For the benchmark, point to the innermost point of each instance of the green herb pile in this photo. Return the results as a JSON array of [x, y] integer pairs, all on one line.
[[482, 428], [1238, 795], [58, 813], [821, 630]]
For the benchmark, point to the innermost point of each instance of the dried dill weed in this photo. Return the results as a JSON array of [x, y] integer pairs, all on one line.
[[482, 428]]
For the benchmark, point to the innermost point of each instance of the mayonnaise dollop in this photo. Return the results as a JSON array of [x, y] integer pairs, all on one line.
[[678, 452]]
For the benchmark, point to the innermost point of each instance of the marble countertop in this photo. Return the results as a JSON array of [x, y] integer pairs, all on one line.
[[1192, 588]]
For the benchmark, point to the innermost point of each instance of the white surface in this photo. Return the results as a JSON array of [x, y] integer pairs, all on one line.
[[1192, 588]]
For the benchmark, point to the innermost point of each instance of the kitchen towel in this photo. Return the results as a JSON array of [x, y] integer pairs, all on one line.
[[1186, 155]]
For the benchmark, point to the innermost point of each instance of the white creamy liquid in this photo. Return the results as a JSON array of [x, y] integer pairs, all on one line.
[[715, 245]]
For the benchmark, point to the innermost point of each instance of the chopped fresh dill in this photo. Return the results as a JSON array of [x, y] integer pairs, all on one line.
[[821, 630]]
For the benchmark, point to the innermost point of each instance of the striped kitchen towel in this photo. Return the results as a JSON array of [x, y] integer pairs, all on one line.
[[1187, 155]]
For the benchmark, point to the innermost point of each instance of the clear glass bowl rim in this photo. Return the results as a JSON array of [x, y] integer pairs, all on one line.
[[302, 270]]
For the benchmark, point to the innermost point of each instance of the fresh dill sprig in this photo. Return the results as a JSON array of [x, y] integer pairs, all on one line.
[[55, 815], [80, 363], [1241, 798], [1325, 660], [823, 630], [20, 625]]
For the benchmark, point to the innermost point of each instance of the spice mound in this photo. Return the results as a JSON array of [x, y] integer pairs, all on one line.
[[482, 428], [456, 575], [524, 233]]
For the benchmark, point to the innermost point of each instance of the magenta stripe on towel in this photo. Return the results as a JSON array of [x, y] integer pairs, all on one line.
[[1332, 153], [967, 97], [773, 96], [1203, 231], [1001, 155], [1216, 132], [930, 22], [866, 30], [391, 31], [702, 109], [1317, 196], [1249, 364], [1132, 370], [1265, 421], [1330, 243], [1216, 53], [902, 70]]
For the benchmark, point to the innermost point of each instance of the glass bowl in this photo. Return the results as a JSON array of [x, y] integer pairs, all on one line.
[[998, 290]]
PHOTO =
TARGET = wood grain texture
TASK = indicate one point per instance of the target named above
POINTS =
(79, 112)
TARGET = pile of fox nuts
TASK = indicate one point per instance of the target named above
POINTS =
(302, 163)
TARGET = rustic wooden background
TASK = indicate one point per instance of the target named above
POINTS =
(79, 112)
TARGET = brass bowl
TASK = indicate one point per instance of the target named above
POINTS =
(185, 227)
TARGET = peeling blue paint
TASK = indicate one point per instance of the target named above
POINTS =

Given request: Repeat only the stretch of lines that opens with the line containing "of the clear" and closes with the final line of the entries, both included, exactly as written.

Task output:
For the benchmark, point to the innermost point of each instance of the clear glass bowl rim in this photo. Return the results as a JSON array of [x, y] integer pairs, all on one line.
[[302, 270]]
For the benchmark, point to the innermost point of each instance of the fresh dill sprig in this photo. Return the results as a JSON array of [x, y] integer pairs, all on one line.
[[55, 815], [80, 363], [1241, 798], [1325, 660], [823, 630], [20, 625]]
For the benchmark, point to the innermost point of each instance of the spice mound in this photo. Return the results as a JSON array of [x, y] integer pairs, all on one line.
[[482, 428], [456, 575], [524, 233]]
For the benchmark, point to the innermost point of each instance of the magenta stripe on towel in this photo. Return the results as a JSON array of [x, y] integer pairs, all on one line.
[[1332, 153], [967, 97], [773, 96], [1203, 231], [1001, 155], [1216, 132], [930, 22], [866, 30], [391, 31], [702, 109], [1317, 196], [1249, 364], [1132, 370], [1265, 421], [1330, 243], [1216, 53], [902, 70]]
For the benchmark, point to the innermost point of each instance of the glass bowl in this photo. Return the results as a JSON array of [x, y] integer pairs, all on one line.
[[998, 290]]
PHOTO =
TARGET = wood grain texture
TASK = indicate one point per instance of the target named above
POINTS =
(79, 112)
TARGET = pile of fox nuts
TASK = indicate one point per instance of the target named above
POINTS =
(302, 163)
TARGET = rustic wooden background
TASK = indicate one point per instance of the target named above
POINTS =
(79, 112)
TARGET = brass bowl
TASK = indicate one point per instance of the target named above
POINTS =
(185, 227)
TARGET = peeling blue paint
TASK = indicate one point per instance of the target named above
POINTS =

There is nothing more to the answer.